"""

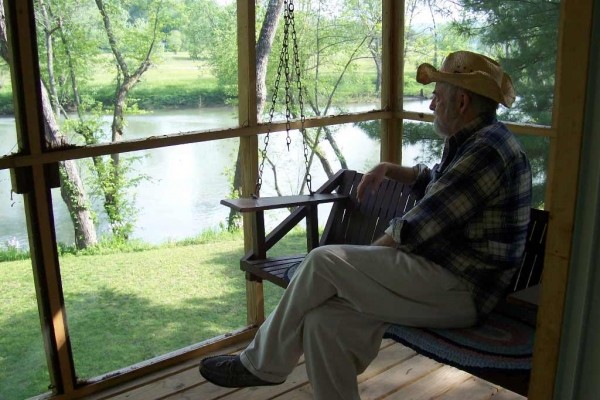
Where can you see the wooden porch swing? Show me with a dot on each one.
(499, 350)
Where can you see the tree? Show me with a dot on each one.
(72, 190)
(134, 42)
(523, 36)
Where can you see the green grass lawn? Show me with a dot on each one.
(126, 307)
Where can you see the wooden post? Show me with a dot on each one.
(38, 180)
(246, 17)
(392, 79)
(565, 150)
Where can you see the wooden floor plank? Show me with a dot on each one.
(396, 373)
(431, 385)
(505, 394)
(401, 375)
(471, 389)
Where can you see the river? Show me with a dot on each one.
(186, 183)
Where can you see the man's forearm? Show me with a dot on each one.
(400, 173)
(385, 240)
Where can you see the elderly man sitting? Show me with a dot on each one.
(445, 263)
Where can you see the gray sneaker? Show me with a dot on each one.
(228, 371)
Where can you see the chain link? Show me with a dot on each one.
(284, 67)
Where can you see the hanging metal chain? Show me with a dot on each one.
(284, 67)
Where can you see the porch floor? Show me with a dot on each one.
(396, 373)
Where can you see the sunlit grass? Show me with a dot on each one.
(127, 305)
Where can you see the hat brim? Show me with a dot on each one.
(477, 82)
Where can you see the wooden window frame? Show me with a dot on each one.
(34, 162)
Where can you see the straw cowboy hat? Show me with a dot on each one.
(471, 71)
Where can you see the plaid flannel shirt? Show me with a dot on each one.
(474, 213)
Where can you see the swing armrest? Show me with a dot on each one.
(259, 205)
(271, 203)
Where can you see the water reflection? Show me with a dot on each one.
(188, 181)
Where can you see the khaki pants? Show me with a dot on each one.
(339, 304)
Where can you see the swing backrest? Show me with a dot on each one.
(351, 222)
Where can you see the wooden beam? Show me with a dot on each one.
(565, 150)
(392, 79)
(246, 18)
(37, 196)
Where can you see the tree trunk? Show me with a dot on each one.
(71, 188)
(129, 80)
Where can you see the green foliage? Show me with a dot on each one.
(127, 305)
(522, 35)
(211, 34)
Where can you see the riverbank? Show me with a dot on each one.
(182, 82)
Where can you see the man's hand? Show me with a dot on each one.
(371, 180)
(385, 240)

"""

= Short task =
Every entry must be reproduced exactly, with the images left out.

= Answer to this exercise =
Where can you see the wooden porch swing? Show me with a dot on each one.
(499, 350)
Where can you see the tree? Show me with a dot on each one.
(72, 190)
(134, 42)
(523, 36)
Where can you see the green grass lawn? Show me with a dot on each one.
(126, 307)
Where can you see the wooden post? Show me with a dot on each one.
(38, 180)
(246, 17)
(392, 79)
(565, 150)
Where can you see the wooden floor plank? Show me with a dot on each one.
(396, 373)
(431, 385)
(505, 394)
(401, 375)
(471, 389)
Where can you see the river? Show me with a dot on each one.
(186, 183)
Where can you see the man's forearm? Show me with a dot on each one.
(400, 173)
(385, 240)
Where can you see the elderly man sitting? Show me with a dot on each one.
(445, 263)
Where can you see the gray sneaker? Show me with a dot on each one.
(228, 371)
Where can you see the chain link? Show me with a dot on each one.
(284, 67)
Where can you see the hanging metal chain? Show me with a dot on each one.
(284, 67)
Where can you see the porch floor? Show me with a dot on each one.
(396, 373)
Where can you see the sunlit grass? Show me with a dot on each one.
(127, 305)
Where can you see the hat brim? Show me with a dot on each one.
(477, 82)
Where can you see the wooden window frame? Show me with a dot on each one.
(34, 162)
Where can you see the straw cowboy hat? Show me with a dot on each one.
(471, 71)
Where can you see the plaid flannel shirt? Show me with a dot on each one.
(474, 213)
Where can you see the swing armrest? Show me with a dot on each one.
(259, 205)
(271, 203)
Where can you see the water reflection? Show me with a dot on each one.
(188, 181)
Where can you see the khaki pants? Show me with a dot on each one.
(339, 304)
Where can you see the swing backrest? Show me with a dot on each one.
(351, 222)
Where can you see the wooden beam? Show me with a dot on each one.
(565, 150)
(392, 79)
(246, 18)
(37, 196)
Where can you see the tree trunk? Show me with a dot on each one.
(71, 188)
(129, 80)
Where can you see the green foliage? Show me with a dot on each one.
(127, 305)
(522, 35)
(211, 34)
Where can you see the riverbank? Show me with a dot on each one.
(182, 82)
Where can you see the man's hand? Show me with a dot on each one.
(371, 180)
(385, 240)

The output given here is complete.